• [Conjunto de tareas]
**1.** Extrae sin cambios del relato del viaje el pasaje que comienza con las palabras "El viaje continuó" y termina con "ese pueblo danés).".
**2.** Indica si cada afirmación coincide con el relato del viaje, respondiendo sí o no y citando literalmente las palabras que lo deciden: (a) en Dinamarca tomaron a tiempo el ferry de Grena a Helsinborg; (b) el barco que consiguieron salía de Aalborg hacia Tampere; (c) la cámara réflex se había comprado en mayo.
**3.** Escribe la continuación del relato del viaje a partir de su última frase.

• [Fragmento de origen]
=-=-=
El viaje continuó ...
Llegamos a Dinamarca. Teníamos que tomar un ferry-boat de madrugada para la travesía Grena - Helsinborg, pero nos perdimos. Acabamos en un club emborrachándonos con una banda jamaicana de reggae (éramos los únicos cabezas negras en ese pueblo danés).
Por fin conseguimos pasaje en un barco desde Aalborg hasta Tampere (Finlandia).
Vicente, una vez más, pasó la travesía durmiendo. Yo salí a cubierta. La noche era magnífica. En mi mochila había guardado una flamante cámara réflex que había comprado en mayo, auto regalo de cumpleaños. A unos 100 metros del barco navegaba un destructor soviético, por aquel entonces mis debilidades eslavófilas ya empezaban a apuntar e intenté fotografiar el destructor.
=-=-=
(Anotaciones de coordenadas)
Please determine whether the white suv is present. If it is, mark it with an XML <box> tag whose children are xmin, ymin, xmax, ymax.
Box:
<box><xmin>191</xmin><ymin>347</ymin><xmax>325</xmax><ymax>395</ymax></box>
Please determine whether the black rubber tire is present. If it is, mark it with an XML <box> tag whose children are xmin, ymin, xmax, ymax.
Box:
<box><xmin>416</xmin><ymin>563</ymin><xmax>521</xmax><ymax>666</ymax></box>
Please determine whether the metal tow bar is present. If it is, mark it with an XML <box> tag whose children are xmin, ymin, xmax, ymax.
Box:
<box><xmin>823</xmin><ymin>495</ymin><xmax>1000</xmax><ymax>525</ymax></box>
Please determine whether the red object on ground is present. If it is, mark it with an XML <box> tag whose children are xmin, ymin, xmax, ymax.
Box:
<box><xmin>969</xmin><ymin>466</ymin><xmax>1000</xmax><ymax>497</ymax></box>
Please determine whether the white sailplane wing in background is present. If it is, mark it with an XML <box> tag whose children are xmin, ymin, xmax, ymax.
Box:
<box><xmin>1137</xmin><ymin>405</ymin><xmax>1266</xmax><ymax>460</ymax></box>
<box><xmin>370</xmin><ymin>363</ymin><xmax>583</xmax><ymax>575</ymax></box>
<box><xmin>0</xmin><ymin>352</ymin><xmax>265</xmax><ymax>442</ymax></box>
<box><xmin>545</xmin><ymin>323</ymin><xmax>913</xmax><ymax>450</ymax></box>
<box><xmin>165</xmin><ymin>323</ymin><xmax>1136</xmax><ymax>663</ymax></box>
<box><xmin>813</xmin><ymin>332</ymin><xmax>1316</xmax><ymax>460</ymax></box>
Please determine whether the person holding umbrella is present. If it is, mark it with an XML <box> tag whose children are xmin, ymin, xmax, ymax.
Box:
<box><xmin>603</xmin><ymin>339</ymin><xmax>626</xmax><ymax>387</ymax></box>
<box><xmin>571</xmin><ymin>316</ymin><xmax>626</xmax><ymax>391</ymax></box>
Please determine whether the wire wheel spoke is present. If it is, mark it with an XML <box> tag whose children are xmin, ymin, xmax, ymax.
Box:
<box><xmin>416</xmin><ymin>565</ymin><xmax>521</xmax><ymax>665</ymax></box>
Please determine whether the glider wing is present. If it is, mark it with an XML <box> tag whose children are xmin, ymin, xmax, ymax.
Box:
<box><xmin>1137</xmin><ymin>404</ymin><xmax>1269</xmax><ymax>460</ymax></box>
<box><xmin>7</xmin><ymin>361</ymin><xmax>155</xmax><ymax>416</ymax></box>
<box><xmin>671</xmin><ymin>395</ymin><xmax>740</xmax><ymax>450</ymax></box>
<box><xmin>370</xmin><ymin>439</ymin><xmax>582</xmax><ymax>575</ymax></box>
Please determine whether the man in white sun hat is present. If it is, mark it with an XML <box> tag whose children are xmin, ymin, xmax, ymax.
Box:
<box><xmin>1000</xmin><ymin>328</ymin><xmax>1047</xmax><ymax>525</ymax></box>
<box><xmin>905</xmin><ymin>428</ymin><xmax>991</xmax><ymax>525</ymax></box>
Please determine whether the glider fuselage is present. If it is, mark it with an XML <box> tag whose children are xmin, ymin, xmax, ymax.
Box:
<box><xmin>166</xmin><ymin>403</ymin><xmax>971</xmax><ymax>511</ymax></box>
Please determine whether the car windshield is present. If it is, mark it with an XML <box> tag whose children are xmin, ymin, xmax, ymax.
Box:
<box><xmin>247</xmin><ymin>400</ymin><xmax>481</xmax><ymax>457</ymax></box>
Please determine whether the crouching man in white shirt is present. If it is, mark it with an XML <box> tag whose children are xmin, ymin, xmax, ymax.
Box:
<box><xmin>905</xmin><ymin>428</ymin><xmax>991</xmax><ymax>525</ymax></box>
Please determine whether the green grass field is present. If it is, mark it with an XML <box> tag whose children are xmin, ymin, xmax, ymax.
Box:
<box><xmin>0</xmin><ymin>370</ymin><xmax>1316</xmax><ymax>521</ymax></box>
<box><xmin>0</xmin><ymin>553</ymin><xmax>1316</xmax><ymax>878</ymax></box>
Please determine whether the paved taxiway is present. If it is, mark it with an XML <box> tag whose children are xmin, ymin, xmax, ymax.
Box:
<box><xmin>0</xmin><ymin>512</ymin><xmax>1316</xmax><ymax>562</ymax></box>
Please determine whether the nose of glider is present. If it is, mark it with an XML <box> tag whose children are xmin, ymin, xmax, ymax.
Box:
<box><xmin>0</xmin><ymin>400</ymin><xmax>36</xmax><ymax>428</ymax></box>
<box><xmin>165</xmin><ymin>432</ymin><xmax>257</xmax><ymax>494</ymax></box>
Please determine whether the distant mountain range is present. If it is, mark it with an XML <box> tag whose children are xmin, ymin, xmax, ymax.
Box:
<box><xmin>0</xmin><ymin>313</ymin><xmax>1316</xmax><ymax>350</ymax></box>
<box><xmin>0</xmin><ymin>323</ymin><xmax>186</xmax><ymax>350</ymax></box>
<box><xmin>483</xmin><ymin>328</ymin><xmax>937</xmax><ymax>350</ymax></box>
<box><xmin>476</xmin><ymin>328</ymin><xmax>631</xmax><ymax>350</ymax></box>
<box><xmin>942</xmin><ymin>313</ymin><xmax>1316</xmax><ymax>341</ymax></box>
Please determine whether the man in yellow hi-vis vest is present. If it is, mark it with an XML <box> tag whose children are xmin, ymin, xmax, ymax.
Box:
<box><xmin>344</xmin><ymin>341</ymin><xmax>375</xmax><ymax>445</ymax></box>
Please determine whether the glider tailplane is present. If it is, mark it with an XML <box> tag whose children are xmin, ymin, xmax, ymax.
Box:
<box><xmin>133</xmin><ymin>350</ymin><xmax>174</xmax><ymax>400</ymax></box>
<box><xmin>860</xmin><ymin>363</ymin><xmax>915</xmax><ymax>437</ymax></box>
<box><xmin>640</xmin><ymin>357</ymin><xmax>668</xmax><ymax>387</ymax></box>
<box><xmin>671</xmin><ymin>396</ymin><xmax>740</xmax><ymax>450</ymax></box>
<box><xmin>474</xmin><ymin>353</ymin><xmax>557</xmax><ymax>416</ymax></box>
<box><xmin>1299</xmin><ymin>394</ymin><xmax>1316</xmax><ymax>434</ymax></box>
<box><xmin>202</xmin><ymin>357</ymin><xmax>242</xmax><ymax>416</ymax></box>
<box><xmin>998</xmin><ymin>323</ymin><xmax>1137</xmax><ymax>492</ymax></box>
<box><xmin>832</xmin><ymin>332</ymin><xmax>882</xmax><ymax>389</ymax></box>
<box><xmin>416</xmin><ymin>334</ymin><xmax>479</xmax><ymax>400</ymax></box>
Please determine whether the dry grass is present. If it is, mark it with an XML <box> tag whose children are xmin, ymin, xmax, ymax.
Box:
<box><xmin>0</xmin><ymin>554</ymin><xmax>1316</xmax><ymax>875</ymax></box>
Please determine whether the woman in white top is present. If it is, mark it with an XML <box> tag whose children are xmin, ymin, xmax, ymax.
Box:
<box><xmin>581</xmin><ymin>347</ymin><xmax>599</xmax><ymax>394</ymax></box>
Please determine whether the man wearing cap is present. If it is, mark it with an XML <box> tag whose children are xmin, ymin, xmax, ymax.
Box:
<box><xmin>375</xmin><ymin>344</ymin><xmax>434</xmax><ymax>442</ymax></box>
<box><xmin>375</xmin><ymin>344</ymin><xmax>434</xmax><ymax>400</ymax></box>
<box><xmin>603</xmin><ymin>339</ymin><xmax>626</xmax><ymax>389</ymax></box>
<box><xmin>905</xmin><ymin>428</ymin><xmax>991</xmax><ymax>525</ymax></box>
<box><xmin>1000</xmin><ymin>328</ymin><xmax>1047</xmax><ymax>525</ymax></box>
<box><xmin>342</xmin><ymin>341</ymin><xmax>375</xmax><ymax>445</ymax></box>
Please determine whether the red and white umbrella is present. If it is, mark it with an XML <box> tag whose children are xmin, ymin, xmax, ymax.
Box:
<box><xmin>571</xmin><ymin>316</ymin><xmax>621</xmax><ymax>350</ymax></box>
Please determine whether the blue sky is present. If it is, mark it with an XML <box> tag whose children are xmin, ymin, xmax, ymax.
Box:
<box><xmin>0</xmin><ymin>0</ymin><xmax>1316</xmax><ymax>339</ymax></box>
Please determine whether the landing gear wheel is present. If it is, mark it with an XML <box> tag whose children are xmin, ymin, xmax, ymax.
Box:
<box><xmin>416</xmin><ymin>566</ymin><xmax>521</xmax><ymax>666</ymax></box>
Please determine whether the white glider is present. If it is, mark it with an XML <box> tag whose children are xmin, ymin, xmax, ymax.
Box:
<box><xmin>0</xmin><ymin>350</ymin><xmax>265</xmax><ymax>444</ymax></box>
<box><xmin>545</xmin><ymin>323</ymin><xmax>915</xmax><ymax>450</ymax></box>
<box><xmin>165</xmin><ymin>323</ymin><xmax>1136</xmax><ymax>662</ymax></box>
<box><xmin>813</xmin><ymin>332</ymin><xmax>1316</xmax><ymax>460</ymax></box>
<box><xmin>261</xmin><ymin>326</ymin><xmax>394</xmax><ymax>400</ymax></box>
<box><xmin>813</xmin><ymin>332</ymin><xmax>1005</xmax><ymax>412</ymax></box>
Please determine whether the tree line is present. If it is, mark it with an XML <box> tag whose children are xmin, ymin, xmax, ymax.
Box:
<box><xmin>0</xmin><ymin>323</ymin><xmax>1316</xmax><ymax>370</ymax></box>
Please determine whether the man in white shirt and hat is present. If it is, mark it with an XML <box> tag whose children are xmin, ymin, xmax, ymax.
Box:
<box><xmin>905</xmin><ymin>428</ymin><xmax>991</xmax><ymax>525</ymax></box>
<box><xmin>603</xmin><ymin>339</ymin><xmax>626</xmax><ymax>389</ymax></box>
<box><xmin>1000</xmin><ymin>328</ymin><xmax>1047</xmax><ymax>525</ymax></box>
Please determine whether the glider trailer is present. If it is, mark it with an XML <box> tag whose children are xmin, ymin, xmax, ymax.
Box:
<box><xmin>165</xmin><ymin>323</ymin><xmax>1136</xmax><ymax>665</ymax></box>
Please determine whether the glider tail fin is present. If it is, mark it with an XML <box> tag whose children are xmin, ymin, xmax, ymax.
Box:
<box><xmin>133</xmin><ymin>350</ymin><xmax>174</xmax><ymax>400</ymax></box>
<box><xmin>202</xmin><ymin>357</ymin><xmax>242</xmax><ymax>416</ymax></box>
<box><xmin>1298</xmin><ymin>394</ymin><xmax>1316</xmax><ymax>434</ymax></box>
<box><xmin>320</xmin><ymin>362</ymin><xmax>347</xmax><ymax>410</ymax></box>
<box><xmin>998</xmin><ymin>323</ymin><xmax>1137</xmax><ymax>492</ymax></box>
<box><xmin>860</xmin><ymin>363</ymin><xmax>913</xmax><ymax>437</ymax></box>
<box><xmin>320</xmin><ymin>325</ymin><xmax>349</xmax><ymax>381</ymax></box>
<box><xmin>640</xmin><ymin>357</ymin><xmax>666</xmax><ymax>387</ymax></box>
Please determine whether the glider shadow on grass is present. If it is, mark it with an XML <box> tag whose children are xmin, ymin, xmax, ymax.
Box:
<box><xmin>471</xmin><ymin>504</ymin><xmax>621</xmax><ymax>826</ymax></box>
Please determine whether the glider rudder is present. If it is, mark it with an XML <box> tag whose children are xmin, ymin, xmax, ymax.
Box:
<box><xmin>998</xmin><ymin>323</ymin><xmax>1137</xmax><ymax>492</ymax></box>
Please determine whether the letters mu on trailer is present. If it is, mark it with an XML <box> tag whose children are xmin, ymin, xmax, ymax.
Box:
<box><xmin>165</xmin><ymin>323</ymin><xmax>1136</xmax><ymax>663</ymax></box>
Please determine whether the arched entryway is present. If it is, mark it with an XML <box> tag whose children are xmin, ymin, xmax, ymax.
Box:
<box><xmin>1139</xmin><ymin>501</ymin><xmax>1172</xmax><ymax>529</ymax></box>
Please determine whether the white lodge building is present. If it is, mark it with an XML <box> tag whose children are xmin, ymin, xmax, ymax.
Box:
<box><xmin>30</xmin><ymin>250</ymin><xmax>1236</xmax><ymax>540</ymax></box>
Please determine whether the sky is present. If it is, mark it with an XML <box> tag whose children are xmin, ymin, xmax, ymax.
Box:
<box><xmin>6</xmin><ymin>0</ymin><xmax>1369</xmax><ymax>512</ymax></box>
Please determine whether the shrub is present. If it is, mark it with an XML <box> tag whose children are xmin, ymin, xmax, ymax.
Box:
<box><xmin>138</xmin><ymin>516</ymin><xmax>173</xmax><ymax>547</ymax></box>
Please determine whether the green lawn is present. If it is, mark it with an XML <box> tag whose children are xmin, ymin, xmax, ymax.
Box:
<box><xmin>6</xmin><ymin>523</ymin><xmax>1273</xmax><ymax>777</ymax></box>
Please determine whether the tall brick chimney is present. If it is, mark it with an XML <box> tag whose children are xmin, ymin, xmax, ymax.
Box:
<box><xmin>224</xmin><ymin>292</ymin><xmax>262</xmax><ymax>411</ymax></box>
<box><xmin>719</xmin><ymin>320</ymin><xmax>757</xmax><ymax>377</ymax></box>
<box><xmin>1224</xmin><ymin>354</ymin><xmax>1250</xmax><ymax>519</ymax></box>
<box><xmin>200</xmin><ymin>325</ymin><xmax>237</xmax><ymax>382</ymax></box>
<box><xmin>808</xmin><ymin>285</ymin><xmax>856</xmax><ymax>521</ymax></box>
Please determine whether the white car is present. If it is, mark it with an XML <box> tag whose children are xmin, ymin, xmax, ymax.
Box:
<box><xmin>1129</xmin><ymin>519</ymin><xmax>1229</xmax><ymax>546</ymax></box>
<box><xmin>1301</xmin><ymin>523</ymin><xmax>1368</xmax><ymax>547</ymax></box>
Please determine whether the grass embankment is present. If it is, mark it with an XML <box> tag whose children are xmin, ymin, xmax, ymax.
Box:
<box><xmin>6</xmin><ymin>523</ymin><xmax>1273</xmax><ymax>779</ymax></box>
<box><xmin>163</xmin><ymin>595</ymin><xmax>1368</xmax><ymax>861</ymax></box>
=-=-=
• [Resultados por tarea]
**1.**
El viaje continuó ...
Llegamos a Dinamarca. Teníamos que tomar un ferry-boat de madrugada para la travesía Grena - Helsinborg, pero nos perdimos. Acabamos en un club emborrachándonos con una banda jamaicana de reggae (éramos los únicos cabezas negras en ese pueblo danés).

**2.**
(a) No: "Teníamos que tomar un ferry-boat de madrugada para la travesía Grena - Helsinborg, pero nos perdimos."
(b) Sí: "Por fin conseguimos pasaje en un barco desde Aalborg hasta Tampere (Finlandia)."
(c) Sí: "una flamante cámara réflex que había comprado en mayo"

**3.**
Un vaivén del barco casi me lanza al agua.
Quiero pensar que, ya que estabamos en aguas jurisdicionales danesas, la sirenita de Andersen quería que nos reuniéramos. Pero desgraciadamente no fue así.
Ya en Finlandia me encontré con un centenar de sirenas varadas en tierra. Pero no eran magnéticas ...

Hubo una que quería ponerme al frente del restaurante de su padre, pero eso es ya otra historia.